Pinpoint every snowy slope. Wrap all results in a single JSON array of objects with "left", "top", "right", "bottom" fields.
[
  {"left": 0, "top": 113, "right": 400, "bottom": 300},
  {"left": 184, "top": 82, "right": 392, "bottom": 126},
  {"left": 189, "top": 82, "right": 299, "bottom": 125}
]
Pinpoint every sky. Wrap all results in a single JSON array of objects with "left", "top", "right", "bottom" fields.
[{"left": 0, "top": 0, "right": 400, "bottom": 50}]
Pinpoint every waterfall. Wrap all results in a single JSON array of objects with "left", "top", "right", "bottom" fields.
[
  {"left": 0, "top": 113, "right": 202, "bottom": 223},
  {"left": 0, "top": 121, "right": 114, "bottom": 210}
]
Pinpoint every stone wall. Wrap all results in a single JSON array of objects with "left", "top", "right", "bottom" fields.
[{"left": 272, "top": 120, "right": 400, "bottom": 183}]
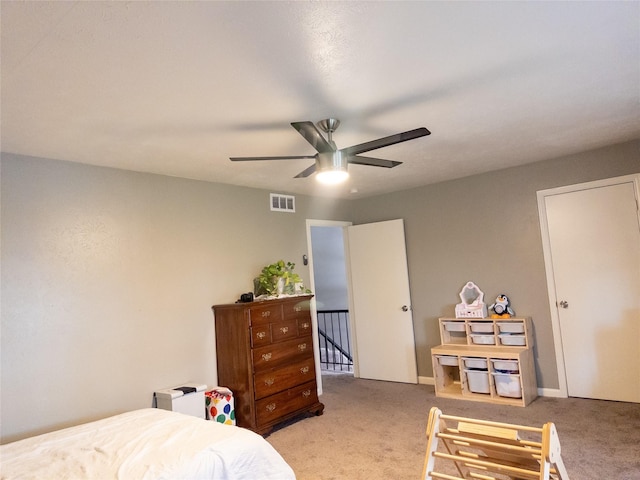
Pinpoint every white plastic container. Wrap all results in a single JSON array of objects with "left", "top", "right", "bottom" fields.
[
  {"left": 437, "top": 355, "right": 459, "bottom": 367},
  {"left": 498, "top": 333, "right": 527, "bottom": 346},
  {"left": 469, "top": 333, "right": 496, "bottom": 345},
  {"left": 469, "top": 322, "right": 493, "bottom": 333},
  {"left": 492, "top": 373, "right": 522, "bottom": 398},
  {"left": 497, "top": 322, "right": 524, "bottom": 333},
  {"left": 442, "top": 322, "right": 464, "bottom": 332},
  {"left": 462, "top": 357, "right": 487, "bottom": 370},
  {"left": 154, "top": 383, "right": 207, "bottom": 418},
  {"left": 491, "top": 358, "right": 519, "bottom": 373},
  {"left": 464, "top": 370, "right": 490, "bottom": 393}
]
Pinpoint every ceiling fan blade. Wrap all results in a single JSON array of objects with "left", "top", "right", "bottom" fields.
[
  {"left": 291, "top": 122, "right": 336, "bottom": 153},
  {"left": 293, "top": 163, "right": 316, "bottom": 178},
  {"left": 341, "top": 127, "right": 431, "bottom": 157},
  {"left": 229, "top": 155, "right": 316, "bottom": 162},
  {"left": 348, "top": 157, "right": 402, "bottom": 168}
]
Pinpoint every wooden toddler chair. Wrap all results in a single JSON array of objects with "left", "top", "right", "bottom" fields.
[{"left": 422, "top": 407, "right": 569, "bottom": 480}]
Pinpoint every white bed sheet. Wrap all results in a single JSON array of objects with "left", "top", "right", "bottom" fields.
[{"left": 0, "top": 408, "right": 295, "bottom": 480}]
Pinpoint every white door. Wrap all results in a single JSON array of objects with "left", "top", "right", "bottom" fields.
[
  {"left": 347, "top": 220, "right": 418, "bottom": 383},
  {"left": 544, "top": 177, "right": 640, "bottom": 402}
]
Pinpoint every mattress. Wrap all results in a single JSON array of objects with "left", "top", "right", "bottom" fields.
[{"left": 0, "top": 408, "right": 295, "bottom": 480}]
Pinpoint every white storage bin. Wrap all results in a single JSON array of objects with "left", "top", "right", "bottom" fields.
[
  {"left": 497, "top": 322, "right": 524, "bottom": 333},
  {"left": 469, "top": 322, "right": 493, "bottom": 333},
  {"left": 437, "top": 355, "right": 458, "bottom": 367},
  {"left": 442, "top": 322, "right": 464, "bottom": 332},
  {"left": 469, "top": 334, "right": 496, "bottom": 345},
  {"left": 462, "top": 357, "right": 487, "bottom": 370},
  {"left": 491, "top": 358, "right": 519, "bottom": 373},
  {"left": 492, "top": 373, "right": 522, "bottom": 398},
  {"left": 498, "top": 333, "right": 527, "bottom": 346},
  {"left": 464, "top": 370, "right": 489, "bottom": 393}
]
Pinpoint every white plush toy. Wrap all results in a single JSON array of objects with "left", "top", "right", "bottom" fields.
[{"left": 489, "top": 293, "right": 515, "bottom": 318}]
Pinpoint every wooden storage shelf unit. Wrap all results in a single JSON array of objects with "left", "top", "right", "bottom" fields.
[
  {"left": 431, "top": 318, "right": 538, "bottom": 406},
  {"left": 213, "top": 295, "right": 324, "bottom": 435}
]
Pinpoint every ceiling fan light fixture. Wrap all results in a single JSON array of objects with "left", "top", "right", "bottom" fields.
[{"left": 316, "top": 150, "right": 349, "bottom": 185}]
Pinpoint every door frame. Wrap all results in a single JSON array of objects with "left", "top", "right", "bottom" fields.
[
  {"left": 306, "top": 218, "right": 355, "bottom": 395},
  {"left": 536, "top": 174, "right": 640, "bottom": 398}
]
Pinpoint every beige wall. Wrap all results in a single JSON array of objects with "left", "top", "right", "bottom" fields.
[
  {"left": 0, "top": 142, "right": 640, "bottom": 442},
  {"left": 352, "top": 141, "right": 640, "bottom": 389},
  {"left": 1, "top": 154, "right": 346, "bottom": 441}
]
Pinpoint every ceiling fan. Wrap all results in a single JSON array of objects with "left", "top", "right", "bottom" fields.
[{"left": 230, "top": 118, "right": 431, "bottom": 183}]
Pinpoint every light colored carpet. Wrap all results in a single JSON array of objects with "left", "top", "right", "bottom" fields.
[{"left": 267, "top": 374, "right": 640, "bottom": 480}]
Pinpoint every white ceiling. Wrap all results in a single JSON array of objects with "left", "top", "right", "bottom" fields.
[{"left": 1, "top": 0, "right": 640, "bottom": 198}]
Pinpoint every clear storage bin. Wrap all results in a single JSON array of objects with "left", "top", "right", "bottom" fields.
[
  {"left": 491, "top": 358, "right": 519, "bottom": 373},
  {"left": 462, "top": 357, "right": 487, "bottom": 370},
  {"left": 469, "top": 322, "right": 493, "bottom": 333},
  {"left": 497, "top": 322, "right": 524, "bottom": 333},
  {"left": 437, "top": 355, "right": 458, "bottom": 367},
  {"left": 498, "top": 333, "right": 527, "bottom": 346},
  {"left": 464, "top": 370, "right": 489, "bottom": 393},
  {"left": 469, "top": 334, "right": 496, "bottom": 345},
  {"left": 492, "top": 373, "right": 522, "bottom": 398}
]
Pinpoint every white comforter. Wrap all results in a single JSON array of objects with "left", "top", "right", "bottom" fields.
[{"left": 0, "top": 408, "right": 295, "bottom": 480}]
***
■ Your task: Your task is to repeat the data above exactly while excluding the pictures.

■ Response to this task:
Pinpoint every snowy slope. Wrap all results in a single JSON array of objects with "left", "top", "right", "bottom" fields.
[
  {"left": 0, "top": 113, "right": 400, "bottom": 300},
  {"left": 184, "top": 82, "right": 392, "bottom": 126},
  {"left": 189, "top": 82, "right": 299, "bottom": 125}
]
Pinpoint every sky. Wrap all results in a single JSON array of objects with "left", "top", "right", "bottom" fields.
[{"left": 0, "top": 0, "right": 400, "bottom": 50}]
Pinpoint every waterfall. Wrap all results in a single JSON array of objects with "left", "top", "right", "bottom" fields.
[
  {"left": 0, "top": 113, "right": 202, "bottom": 223},
  {"left": 0, "top": 121, "right": 114, "bottom": 210}
]
Pinpoint every stone wall. Wrap all results in a single JSON array of objects with "left", "top", "right", "bottom" fields.
[{"left": 272, "top": 120, "right": 400, "bottom": 183}]
Pinpoint every white plastic container. Wrap all results in a single JSON array of objects with "left", "top", "right", "bottom" fields.
[
  {"left": 437, "top": 355, "right": 459, "bottom": 367},
  {"left": 498, "top": 333, "right": 527, "bottom": 346},
  {"left": 469, "top": 333, "right": 496, "bottom": 345},
  {"left": 469, "top": 322, "right": 493, "bottom": 333},
  {"left": 492, "top": 373, "right": 522, "bottom": 398},
  {"left": 497, "top": 322, "right": 524, "bottom": 333},
  {"left": 442, "top": 322, "right": 464, "bottom": 332},
  {"left": 462, "top": 357, "right": 487, "bottom": 370},
  {"left": 154, "top": 383, "right": 207, "bottom": 418},
  {"left": 491, "top": 358, "right": 519, "bottom": 373},
  {"left": 464, "top": 370, "right": 490, "bottom": 393}
]
Pinpoint every ceiling fan blade. Wrap all results in a single JSON array of objects with "left", "top", "right", "bottom" fields.
[
  {"left": 291, "top": 122, "right": 336, "bottom": 153},
  {"left": 293, "top": 163, "right": 316, "bottom": 178},
  {"left": 341, "top": 127, "right": 431, "bottom": 157},
  {"left": 229, "top": 155, "right": 316, "bottom": 162},
  {"left": 348, "top": 157, "right": 402, "bottom": 168}
]
Pinpoint every wooden toddler chair. Wrap all results in a single JSON array of objects with "left", "top", "right", "bottom" fields.
[{"left": 422, "top": 407, "right": 569, "bottom": 480}]
Pinpoint every white bed sheet. Wrap all results in a single JSON array of objects with "left", "top", "right", "bottom" fields.
[{"left": 0, "top": 408, "right": 295, "bottom": 480}]
Pinpoint every white door. Wrap all results in a single JSON array of objects with "left", "top", "right", "bottom" fields.
[
  {"left": 347, "top": 220, "right": 418, "bottom": 383},
  {"left": 544, "top": 177, "right": 640, "bottom": 402}
]
Pinpoint every mattress. Wrap all results in a single JSON array of objects with "left", "top", "right", "bottom" fields.
[{"left": 0, "top": 408, "right": 295, "bottom": 480}]
Pinpoint every white storage bin. Wrap all results in a single JSON array of objects with "left", "top", "right", "bottom" fields.
[
  {"left": 497, "top": 322, "right": 524, "bottom": 333},
  {"left": 469, "top": 322, "right": 493, "bottom": 333},
  {"left": 437, "top": 355, "right": 458, "bottom": 367},
  {"left": 442, "top": 322, "right": 464, "bottom": 332},
  {"left": 469, "top": 334, "right": 496, "bottom": 345},
  {"left": 462, "top": 357, "right": 487, "bottom": 370},
  {"left": 491, "top": 358, "right": 519, "bottom": 373},
  {"left": 492, "top": 373, "right": 522, "bottom": 398},
  {"left": 498, "top": 333, "right": 527, "bottom": 346},
  {"left": 464, "top": 370, "right": 489, "bottom": 393}
]
Pinpoint every white plush toy. Wrap all results in a single JSON array of objects with "left", "top", "right", "bottom" fields.
[{"left": 489, "top": 293, "right": 515, "bottom": 318}]
Pinpoint every wooden storage shelf unit. Wrap all results in a single JSON array of objects with "left", "top", "right", "bottom" fields.
[
  {"left": 431, "top": 318, "right": 538, "bottom": 406},
  {"left": 213, "top": 295, "right": 324, "bottom": 435}
]
Pinpoint every ceiling fan light fixture. Wrap all results in a single JSON array of objects with "left", "top", "right", "bottom" fields.
[{"left": 316, "top": 150, "right": 349, "bottom": 185}]
Pinpoint every door frame. Wrap all results in a single JSON array of objects with "left", "top", "right", "bottom" fields.
[
  {"left": 306, "top": 218, "right": 355, "bottom": 395},
  {"left": 536, "top": 174, "right": 640, "bottom": 398}
]
Pinpoint every beige wall. Wrap all results in a single JSON array of objects with "left", "top", "right", "bottom" fields.
[
  {"left": 0, "top": 142, "right": 640, "bottom": 442},
  {"left": 352, "top": 141, "right": 640, "bottom": 389},
  {"left": 1, "top": 154, "right": 346, "bottom": 441}
]
Pinpoint every ceiling fan. Wrap all results in a single JSON array of objects with "left", "top", "right", "bottom" fields.
[{"left": 230, "top": 118, "right": 431, "bottom": 183}]
Pinpoint every light colored carpet. Wrap all results in a single JSON array of objects with "left", "top", "right", "bottom" fields.
[{"left": 267, "top": 374, "right": 640, "bottom": 480}]
Pinpoint every white ceiling. Wrap all results in a single JSON array of objects with "left", "top", "right", "bottom" fields.
[{"left": 1, "top": 0, "right": 640, "bottom": 198}]
Pinpoint every clear storage bin. Wrap all results in a single JSON array of objects with "left", "top", "right", "bottom" fields.
[
  {"left": 491, "top": 358, "right": 519, "bottom": 373},
  {"left": 462, "top": 357, "right": 487, "bottom": 370},
  {"left": 469, "top": 322, "right": 493, "bottom": 333},
  {"left": 497, "top": 322, "right": 524, "bottom": 333},
  {"left": 437, "top": 355, "right": 458, "bottom": 367},
  {"left": 498, "top": 333, "right": 527, "bottom": 346},
  {"left": 464, "top": 370, "right": 489, "bottom": 393},
  {"left": 469, "top": 334, "right": 496, "bottom": 345},
  {"left": 492, "top": 373, "right": 522, "bottom": 398}
]
Pinpoint every white comforter. Wrap all results in a single JSON array of objects with "left", "top", "right", "bottom" fields.
[{"left": 0, "top": 408, "right": 295, "bottom": 480}]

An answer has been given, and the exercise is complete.